— QUOTED TEXT —
THE FARM WORKERS' FIGHT FOR THEIR RIGHTS

With an appealing design and many black-and-white photographs, this paints a vivid, detailed picture of an important labor...

A skillful, compelling account of the complicated history of César Chávez and the farm workers movement, set in the context of the social and political tensions of the times.

“We used to own our slaves. Now we just rent them,” said a farmer in Harvest of Shame, a 1960 documentary about migrant workers. Union leader Chávez started picking produce as an adolescent and knew firsthand the brutal conditions farmworkers endured. Driven to change those conditions and raise wages, Chávez worked ceaselessly to organize California’s migrant workers into a union, which became the United Farm Workers. It successfully pioneered the use of boycotts to support strikes and adopted techniques such as fasting and protest marches from Gandhi and the civil rights movement. But hard-won victories were followed by setbacks at the hands of powerful farm owners and their Teamster allies. The UFW also suffered from increasing tension between Chávez and Filipino-American union leaders, while others criticized Chávez’s emphasis on Catholicism and his aversion to dissent. Brimner’s evenhanded, well-researched narrative uses apt quotes to convey a sense of the people, their actions and their emotions. Appropriately enough, green and purple accent the pages.

— SOURCE MATERIAL —
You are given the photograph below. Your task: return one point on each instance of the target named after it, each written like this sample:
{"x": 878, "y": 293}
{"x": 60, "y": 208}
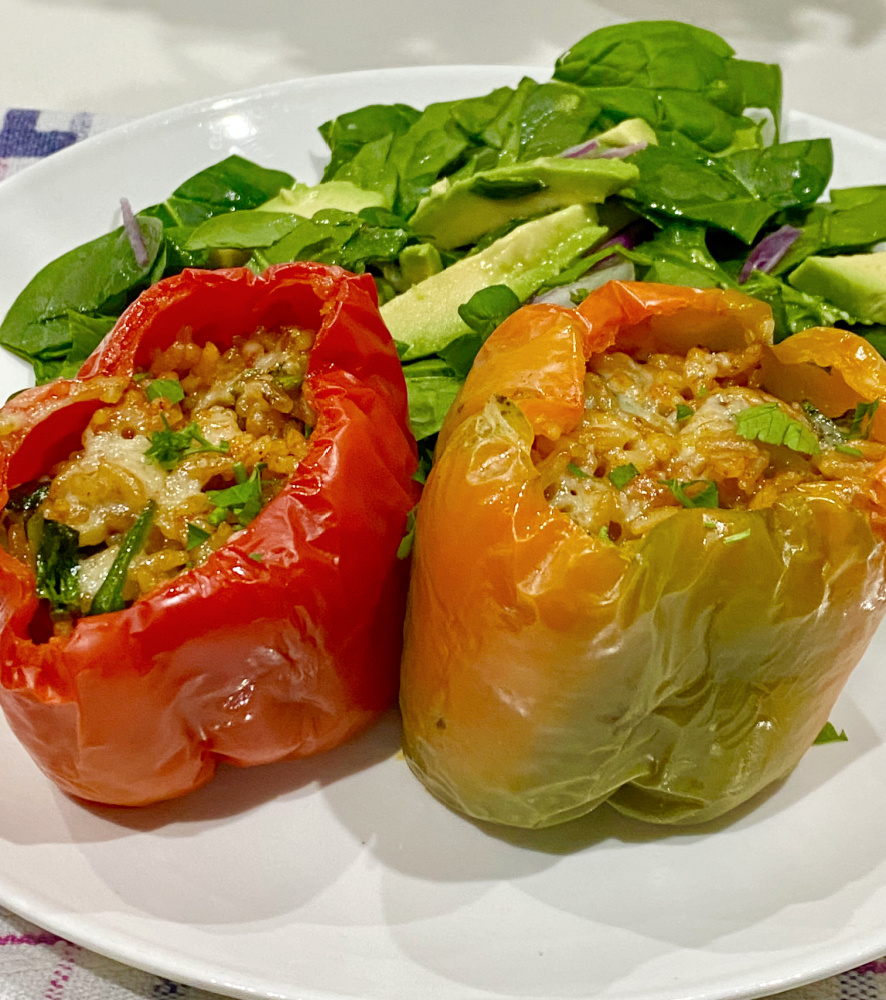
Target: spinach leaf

— GOAL —
Name every person the farm workers review identifies by name.

— SOLUTION TO THE PROBLEM —
César Chávez, Gandhi, Brimner